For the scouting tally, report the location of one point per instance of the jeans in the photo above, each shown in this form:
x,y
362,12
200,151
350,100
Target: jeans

====

_What is being asked:_
Rewrite the listing, substituting "denim trousers" for each occurrence of "jeans" and leaving every other part of it unchanged.

_Solution below:_
For the scouting tally, report the location of one point per instance of the denim trousers in the photo above, each shown in this form:
x,y
362,12
200,151
350,100
Target: denim trousers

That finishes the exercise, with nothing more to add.